AI chipmaker Cerebras Systems has raised approximately $5.5 billion through its initial public offering, making it the largest U.S. IPO of 2026 so far and signaling a powerful resurgence in investor appetite for artificial intelligence companies. The company priced its IPO at $185 per share, above its already increased target range, reflecting exceptionally strong demand from investors.
The IPO included the sale of 30 million shares and valued Cerebras at roughly $56.4 billion on a fully diluted basis at the time of listing. Reports stated that investor demand exceeded 20 times the number of shares available, forcing the company to repeatedly raise both its share price range and offering size before pricing the deal.
Following its Nasdaq debut under the ticker “CBRS,” the company’s shares surged dramatically during trading. At one point, the stock jumped nearly 89% above its IPO price, briefly pushing Cerebras’ valuation above $100 billion before stabilizing later in the session. The explosive debut highlighted the intense market enthusiasm surrounding AI infrastructure and semiconductor companies.
Founded in 2015, Cerebras specializes in building large-scale AI processors optimized for inference and high-performance AI workloads. The company is best known for its Wafer Scale Engine chips, which are significantly larger than conventional semiconductor designs and are built to handle massive AI computations more efficiently. Cerebras positions itself as a challenger to NVIDIA in the rapidly expanding AI hardware market.
The company has benefited heavily from the global AI boom and growing demand for compute infrastructure. Earlier this year, OpenAI entered into a multi-billion-dollar agreement with Cerebras to purchase AI computing capacity for ChatGPT and related systems. Cerebras has also secured partnerships and agreements with major organizations including Amazon Web Services and Meta.
Financially, Cerebras reported strong growth ahead of its IPO. Revenue reportedly rose to around $510 million in 2025, up sharply from approximately $290 million in 2024, as demand for AI infrastructure accelerated globally. The company also disclosed a massive backlog of future contracts and infrastructure agreements tied to AI model deployment and inference workloads.
The IPO is widely being viewed as the official start of a major 2026 technology listing wave centered around artificial intelligence. Analysts expect several other high-profile AI and technology companies — including potential future offerings from OpenAI, Anthropic, and SpaceX-linked ventures — to test public markets later this year.

- **Problems and tasks**
#1 Reproduce the portion of the passage on the Cerebras IPO that opens with the words containing "The IPO is widely" and closes with "later this year.".
#2 Answer these questions from the passage on the Cerebras IPO:
(a) At what price per share did Cerebras price its IPO?
(b) In what year was Cerebras founded?
(c) What ticker does Cerebras trade under on Nasdaq?

- **Excerpted records**
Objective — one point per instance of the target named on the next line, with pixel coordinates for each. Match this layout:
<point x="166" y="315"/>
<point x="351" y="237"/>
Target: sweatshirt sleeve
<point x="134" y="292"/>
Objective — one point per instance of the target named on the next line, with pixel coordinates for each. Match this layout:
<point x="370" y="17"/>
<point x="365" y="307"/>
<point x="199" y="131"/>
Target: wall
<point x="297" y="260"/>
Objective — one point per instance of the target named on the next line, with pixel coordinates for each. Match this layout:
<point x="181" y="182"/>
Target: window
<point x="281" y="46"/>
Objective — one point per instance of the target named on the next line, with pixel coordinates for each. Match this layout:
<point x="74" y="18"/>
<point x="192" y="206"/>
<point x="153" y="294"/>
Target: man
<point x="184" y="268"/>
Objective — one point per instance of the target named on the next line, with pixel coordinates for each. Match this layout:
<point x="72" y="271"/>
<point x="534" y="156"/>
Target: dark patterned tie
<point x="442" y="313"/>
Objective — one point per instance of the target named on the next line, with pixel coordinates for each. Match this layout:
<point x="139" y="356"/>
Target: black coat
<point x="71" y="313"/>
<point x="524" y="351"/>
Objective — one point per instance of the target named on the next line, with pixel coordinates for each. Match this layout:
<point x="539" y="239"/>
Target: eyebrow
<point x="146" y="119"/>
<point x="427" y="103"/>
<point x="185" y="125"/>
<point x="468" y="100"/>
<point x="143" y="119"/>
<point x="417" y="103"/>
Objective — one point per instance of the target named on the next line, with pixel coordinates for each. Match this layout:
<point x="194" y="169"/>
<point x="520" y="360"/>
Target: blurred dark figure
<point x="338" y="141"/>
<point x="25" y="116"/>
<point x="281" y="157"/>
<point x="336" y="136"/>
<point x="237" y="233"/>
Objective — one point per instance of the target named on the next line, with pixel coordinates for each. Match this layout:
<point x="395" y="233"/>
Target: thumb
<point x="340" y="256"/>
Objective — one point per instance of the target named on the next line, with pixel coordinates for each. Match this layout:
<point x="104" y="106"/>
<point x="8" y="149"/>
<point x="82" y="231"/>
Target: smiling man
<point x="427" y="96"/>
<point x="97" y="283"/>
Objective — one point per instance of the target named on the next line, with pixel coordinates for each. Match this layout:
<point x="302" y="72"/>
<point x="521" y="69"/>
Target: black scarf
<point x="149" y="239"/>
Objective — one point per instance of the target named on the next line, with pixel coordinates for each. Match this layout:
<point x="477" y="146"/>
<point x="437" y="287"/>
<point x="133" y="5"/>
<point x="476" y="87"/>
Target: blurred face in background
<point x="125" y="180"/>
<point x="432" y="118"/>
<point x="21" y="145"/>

- **Answers to this exercise**
#1
The IPO is widely being viewed as the official start of a major 2026 technology listing wave centered around artificial intelligence. Analysts expect several other high-profile AI and technology companies — including potential future offerings from OpenAI, Anthropic, and SpaceX-linked ventures — to test public markets later this year.

#2
(a) $185 per share
(b) 2015
(c) CBRS